(begin)
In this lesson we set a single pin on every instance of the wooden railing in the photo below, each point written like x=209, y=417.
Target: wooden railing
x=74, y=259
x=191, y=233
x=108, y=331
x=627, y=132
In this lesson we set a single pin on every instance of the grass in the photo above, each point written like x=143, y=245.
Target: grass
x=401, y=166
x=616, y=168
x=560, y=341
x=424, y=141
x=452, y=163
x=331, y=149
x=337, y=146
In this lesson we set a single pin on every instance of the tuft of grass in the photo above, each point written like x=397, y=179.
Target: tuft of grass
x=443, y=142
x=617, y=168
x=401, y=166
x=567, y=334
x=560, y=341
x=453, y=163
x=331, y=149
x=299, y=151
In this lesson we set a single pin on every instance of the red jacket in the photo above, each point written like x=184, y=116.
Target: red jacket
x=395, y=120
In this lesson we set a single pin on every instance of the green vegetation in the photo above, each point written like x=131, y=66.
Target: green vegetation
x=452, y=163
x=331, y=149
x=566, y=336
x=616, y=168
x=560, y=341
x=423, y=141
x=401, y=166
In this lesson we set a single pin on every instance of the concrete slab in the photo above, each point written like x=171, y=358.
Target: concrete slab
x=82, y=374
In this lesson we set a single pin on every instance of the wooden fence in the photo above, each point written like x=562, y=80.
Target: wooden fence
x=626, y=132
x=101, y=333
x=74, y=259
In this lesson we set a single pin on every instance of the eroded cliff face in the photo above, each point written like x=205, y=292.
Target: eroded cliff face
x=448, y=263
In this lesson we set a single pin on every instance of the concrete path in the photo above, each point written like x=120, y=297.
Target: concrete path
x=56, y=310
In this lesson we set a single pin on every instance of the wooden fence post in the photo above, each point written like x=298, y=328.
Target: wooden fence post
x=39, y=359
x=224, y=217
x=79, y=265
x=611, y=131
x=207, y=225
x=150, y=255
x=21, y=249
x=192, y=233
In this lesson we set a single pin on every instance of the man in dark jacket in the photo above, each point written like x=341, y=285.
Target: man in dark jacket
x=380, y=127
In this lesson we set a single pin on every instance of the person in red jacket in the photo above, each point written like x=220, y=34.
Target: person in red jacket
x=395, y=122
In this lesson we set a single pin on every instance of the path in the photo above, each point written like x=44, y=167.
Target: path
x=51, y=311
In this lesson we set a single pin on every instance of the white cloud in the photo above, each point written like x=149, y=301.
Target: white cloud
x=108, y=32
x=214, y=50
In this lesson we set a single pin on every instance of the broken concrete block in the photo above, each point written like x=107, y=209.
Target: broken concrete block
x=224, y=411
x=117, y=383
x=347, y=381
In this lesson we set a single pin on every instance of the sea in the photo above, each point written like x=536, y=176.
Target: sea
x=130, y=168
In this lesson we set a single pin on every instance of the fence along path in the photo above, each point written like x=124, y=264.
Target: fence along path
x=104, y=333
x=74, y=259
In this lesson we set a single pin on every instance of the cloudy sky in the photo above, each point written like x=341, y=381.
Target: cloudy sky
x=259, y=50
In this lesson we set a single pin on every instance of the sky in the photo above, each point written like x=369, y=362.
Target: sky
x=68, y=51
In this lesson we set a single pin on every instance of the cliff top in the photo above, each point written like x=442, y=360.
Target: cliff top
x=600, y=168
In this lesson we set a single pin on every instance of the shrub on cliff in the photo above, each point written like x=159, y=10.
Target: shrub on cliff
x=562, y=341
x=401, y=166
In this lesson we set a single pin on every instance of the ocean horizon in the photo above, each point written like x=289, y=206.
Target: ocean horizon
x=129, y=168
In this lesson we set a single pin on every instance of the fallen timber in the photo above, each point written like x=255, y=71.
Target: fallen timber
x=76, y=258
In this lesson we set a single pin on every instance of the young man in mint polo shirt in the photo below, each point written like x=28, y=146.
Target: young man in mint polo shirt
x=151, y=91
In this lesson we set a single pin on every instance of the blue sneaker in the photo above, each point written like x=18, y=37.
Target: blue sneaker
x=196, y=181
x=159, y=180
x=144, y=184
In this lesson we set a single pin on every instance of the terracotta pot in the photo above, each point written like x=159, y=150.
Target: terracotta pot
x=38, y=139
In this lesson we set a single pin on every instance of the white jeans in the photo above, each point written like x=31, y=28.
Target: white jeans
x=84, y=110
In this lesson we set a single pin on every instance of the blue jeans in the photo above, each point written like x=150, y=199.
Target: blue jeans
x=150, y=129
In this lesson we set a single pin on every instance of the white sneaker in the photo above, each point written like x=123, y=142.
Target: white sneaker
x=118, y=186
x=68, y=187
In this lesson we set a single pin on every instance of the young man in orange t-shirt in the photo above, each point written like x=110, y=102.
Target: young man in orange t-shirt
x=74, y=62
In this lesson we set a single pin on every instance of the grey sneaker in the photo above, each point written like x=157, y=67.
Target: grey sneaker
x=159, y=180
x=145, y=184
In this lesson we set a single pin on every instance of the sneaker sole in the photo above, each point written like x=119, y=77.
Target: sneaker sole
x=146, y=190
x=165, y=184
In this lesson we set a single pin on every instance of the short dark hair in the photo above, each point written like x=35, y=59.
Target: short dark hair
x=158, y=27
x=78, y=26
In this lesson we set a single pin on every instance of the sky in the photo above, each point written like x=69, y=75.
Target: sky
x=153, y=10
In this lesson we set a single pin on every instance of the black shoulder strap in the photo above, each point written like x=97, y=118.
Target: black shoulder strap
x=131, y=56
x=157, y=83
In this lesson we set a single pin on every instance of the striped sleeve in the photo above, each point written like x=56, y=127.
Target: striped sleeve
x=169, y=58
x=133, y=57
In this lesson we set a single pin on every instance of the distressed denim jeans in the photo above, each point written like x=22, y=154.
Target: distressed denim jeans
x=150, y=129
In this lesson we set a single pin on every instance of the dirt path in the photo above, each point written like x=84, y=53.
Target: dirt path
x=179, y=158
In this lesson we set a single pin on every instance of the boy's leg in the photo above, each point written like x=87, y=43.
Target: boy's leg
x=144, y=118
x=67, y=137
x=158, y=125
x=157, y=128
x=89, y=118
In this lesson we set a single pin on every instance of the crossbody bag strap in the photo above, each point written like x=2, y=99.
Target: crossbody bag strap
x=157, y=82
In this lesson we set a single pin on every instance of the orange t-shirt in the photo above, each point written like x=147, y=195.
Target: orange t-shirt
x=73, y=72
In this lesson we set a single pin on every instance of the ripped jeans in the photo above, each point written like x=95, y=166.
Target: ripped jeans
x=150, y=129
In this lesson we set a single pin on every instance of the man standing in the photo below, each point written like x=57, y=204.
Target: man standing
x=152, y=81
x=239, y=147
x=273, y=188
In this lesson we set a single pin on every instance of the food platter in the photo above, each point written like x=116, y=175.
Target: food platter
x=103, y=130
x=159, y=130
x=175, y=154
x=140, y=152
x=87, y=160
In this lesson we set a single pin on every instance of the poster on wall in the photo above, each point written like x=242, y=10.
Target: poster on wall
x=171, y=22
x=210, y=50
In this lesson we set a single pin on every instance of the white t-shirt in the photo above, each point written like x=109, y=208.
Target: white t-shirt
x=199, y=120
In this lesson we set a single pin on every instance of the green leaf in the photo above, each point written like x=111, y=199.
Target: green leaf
(end)
Challenge: Print all of the items above again, unchanged and in the same order.

Output of the exercise:
In this lesson we set a single pin on every instance of the wooden railing in the photo below, each point written like x=209, y=417.
Target: wooden railing
x=74, y=259
x=191, y=233
x=108, y=331
x=627, y=132
In this lesson we set a single pin on every instance of the grass in the photo above, each point written like x=143, y=245.
Target: grass
x=401, y=166
x=616, y=168
x=560, y=341
x=424, y=141
x=452, y=163
x=331, y=149
x=337, y=146
In this lesson we set a single pin on every instance of the tuft of grass in the photo above, each point written like x=397, y=179.
Target: tuft of grass
x=443, y=142
x=617, y=168
x=401, y=166
x=567, y=334
x=560, y=341
x=453, y=163
x=331, y=149
x=299, y=151
In this lesson we set a single pin on every instance of the red jacket in the photo above, each point written like x=184, y=116.
Target: red jacket
x=395, y=120
In this lesson we set a single pin on every instance of the green vegetation in the photo above, each point written like x=131, y=66.
Target: green vegetation
x=452, y=163
x=331, y=149
x=566, y=336
x=616, y=168
x=560, y=341
x=423, y=141
x=401, y=166
In this lesson we set a single pin on every instance of the concrete slab in the photo above, each point written like x=171, y=358.
Target: concrete slab
x=82, y=374
In this lesson we set a single pin on every instance of the wooden fence in the photo above, each point written like x=562, y=80.
Target: wooden fence
x=626, y=132
x=101, y=333
x=74, y=259
In this lesson we set a single pin on every instance of the eroded cliff face in the photo above, each point written like x=205, y=292.
Target: eroded cliff face
x=448, y=263
In this lesson we set a single pin on every instance of the concrete path in the photo above, each point written like x=120, y=297.
Target: concrete path
x=56, y=310
In this lesson we set a single pin on every instance of the wooden fence post in the photo above, each point written like x=298, y=328.
Target: wooden fence post
x=39, y=359
x=224, y=217
x=79, y=265
x=611, y=131
x=207, y=225
x=150, y=255
x=21, y=249
x=192, y=233
In this lesson we set a single pin on every instance of the man in dark jacket in the photo above, each point written like x=341, y=285.
Target: man in dark jacket
x=380, y=127
In this lesson we set a single pin on every instance of the person in red jacket in the photo above, each point written like x=220, y=34.
Target: person in red jacket
x=395, y=122
In this lesson we set a single pin on every instance of the path in the photo above, each point written like x=44, y=167.
Target: path
x=51, y=311
In this lesson we set a single pin on every instance of the white cloud in the photo above, each point written like x=149, y=301.
Target: white cloud
x=108, y=32
x=214, y=50
In this lesson we set a single pin on every instance of the broken concrete block in the photo above, each point written like x=107, y=209.
Target: broken concrete block
x=224, y=411
x=117, y=383
x=347, y=381
In this lesson we set a single pin on every instance of the sea in the photo above, each point written like x=536, y=176.
Target: sea
x=130, y=168
In this lesson we set a single pin on every instance of the fence along path in the photo above, each point written like x=124, y=264.
Target: fence along path
x=104, y=333
x=74, y=259
In this lesson we set a single pin on every instance of the cloudy sky in the photo above, each point written like x=341, y=381.
Target: cloudy sky
x=259, y=50
In this lesson we set a single pin on every instance of the sky in the photo above, each point written like x=369, y=362.
Target: sky
x=68, y=51
In this lesson we set a single pin on every instance of the cliff top in the photo above, each point written like x=442, y=360.
Target: cliff top
x=600, y=168
In this lesson we set a single pin on every instance of the shrub on cliff in the photo above, each point written like x=159, y=10.
Target: shrub on cliff
x=562, y=341
x=401, y=166
In this lesson we set a single pin on every instance of the ocean horizon in the photo above, each point written like x=289, y=206.
Target: ocean horizon
x=129, y=168
In this lesson we set a single pin on every instance of the fallen timber in the photo above, each point written like x=255, y=71.
Target: fallen timber
x=76, y=258
In this lesson we set a single pin on every instance of the young man in mint polo shirt in the photo below, each point written like x=28, y=146.
Target: young man in mint polo shirt
x=151, y=91
In this lesson we set a single pin on every instance of the blue sneaker in the photo above, each point written like x=18, y=37.
Target: blue sneaker
x=196, y=181
x=159, y=180
x=144, y=184
In this lesson we set a single pin on every instance of the terracotta pot in the photo above, each point written like x=159, y=150.
Target: terracotta pot
x=38, y=139
In this lesson we set a single pin on every instance of the white jeans in the photo above, each point written like x=31, y=28.
Target: white jeans
x=84, y=110
In this lesson we set a single pin on every instance of the blue jeans in the photo above, each point written like x=150, y=199.
Target: blue jeans
x=150, y=129
In this lesson we set a single pin on every instance of the white sneaker in the photo above, each point written like x=123, y=142.
Target: white sneaker
x=118, y=186
x=68, y=187
In this lesson we set a single pin on every instance of the young man in orange t-shirt in the photo above, each point written like x=110, y=102.
Target: young man in orange t-shirt
x=74, y=62
In this lesson we set a single pin on every instance of the grey sneaker in the photo above, each point written like x=157, y=67.
Target: grey sneaker
x=159, y=180
x=145, y=184
In this lesson we set a single pin on every instance of the sneaker sole in the photo above, each point written like x=119, y=77.
Target: sneaker sole
x=146, y=190
x=165, y=184
In this lesson we set a single pin on every instance of the short dark hair in the photo above, each point written like x=35, y=59.
Target: short dark hair
x=158, y=27
x=78, y=26
In this lesson we set a single pin on every instance of the sky in the photo above, each point written like x=69, y=75.
Target: sky
x=153, y=10
In this lesson we set a single pin on every instance of the black shoulder strap in the photo above, each point written like x=97, y=118.
Target: black shoulder strap
x=131, y=56
x=157, y=83
In this lesson we set a single pin on every instance of the striped sleeve in the photo above, each point written like x=56, y=127.
Target: striped sleeve
x=169, y=58
x=133, y=57
In this lesson we set a single pin on every instance of the distressed denim jeans in the photo above, each point written like x=22, y=154.
Target: distressed denim jeans
x=150, y=129
In this lesson we set a single pin on every instance of the dirt path in the photo above, each point written like x=84, y=53.
Target: dirt path
x=179, y=158
In this lesson we set a single pin on every instance of the boy's leg in the photo above, each point written like x=87, y=43.
Target: boy's leg
x=144, y=118
x=67, y=137
x=158, y=125
x=157, y=128
x=89, y=118
In this lesson we set a single pin on every instance of the crossbody bag strap in the photo above, each point written like x=2, y=99.
Target: crossbody bag strap
x=157, y=82
In this lesson we set a single pin on every instance of the orange t-shirt in the photo above, each point written like x=147, y=195.
Target: orange t-shirt
x=73, y=72
In this lesson we set a single pin on every instance of the ripped jeans in the photo above, each point written like x=95, y=166.
Target: ripped jeans
x=150, y=129
In this lesson we set a single pin on every instance of the man standing in the photo below, each point written like x=57, y=204.
Target: man standing
x=152, y=81
x=239, y=147
x=273, y=188
In this lesson we set a single pin on every instance of the food platter in the photo above, each point written like x=116, y=175.
Target: food platter
x=103, y=130
x=159, y=130
x=175, y=154
x=140, y=152
x=87, y=160
In this lesson we set a single pin on every instance of the poster on wall in the photo above, each point written like x=242, y=10.
Target: poster on wall
x=171, y=22
x=210, y=50
In this lesson we set a single pin on every instance of the white t-shirt in the photo above, each point written like x=109, y=208.
Target: white t-shirt
x=199, y=120
In this lesson we set a single pin on every instance of the green leaf in the photo above, each point written like x=111, y=199.
Target: green leaf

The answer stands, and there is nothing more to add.